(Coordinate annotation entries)
━━━━━━━━━━━━━━━━━━━━

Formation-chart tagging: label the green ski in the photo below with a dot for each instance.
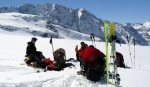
(106, 44)
(113, 40)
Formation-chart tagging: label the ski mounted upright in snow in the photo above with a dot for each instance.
(106, 44)
(113, 40)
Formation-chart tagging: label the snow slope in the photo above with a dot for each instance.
(12, 74)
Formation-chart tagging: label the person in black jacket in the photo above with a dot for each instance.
(33, 54)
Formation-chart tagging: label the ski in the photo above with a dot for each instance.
(113, 39)
(106, 44)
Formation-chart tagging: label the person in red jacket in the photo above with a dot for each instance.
(92, 57)
(78, 51)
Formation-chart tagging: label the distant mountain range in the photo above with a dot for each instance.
(61, 22)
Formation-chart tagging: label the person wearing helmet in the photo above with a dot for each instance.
(78, 51)
(32, 54)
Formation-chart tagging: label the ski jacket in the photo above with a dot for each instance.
(92, 56)
(31, 49)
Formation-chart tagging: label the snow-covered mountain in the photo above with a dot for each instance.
(62, 22)
(13, 74)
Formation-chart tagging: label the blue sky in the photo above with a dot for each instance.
(122, 11)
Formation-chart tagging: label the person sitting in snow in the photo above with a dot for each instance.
(92, 59)
(32, 55)
(78, 51)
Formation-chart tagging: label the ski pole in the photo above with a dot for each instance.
(134, 52)
(129, 50)
(94, 40)
(51, 42)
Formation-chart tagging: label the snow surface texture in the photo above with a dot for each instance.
(78, 20)
(12, 74)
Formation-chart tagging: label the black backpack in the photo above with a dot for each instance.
(94, 73)
(61, 60)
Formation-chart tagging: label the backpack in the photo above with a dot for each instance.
(94, 73)
(60, 57)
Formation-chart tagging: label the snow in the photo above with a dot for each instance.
(12, 74)
(147, 24)
(16, 20)
(80, 12)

━━━━━━━━━━━━━━━━━━━━

● WHAT TO WORK ON
Reproduce the records verbatim, omitting all images they contain.

● SOLVED PROBLEM
Formation-chart tagging: label the green ski in the photo below with a dot for each instance.
(106, 44)
(113, 40)
Formation-chart tagging: label the ski mounted upright in snow in the photo above with a dot for each instance.
(106, 44)
(113, 40)
Formation-chart tagging: label the snow slope in the photo above with a dot for each instance.
(12, 74)
Formation-chart tagging: label the person in black jacket in the photo above with a dot for each instance.
(33, 54)
Formation-chart tagging: label the ski in the photo above with a dot for each instance.
(113, 39)
(106, 44)
Formation-chart tagging: label the person in red jacket in the photo above with a dot for each instance.
(92, 57)
(78, 51)
Formation-chart tagging: label the distant mountain range in the photo above with a dot for each instance.
(61, 22)
Formation-chart tagging: label the person wearing helmet in the photo above with a dot for each instance.
(78, 51)
(32, 54)
Formation-chart tagging: label the ski jacket in the photo above with a dot for each instance.
(92, 56)
(31, 49)
Formation-chart tagging: label the snow-covered mountain in the photo above with a dot for each instance.
(62, 22)
(13, 74)
Formation-chart tagging: label the blue sky in the photo above with a dot for each instance.
(122, 11)
Formation-chart tagging: label the person sitting in snow in the photo above with a dot for each instance.
(92, 59)
(32, 55)
(78, 51)
Formation-chart tagging: label the ski pole in the photo above with a dot for each instance.
(134, 52)
(129, 50)
(94, 40)
(51, 42)
Formation-chart tagging: label the snow surface texture in the photo above with a dot for each instance.
(78, 20)
(12, 74)
Formation-chart tagging: label the black backpack in the photo above with a dot for each instance.
(94, 73)
(61, 60)
Formation-chart tagging: label the backpack in the photo above with a dot for each instance.
(94, 73)
(60, 57)
Formation-chart tagging: label the snow in the photo above with a dot for each instance.
(12, 74)
(147, 24)
(16, 20)
(80, 12)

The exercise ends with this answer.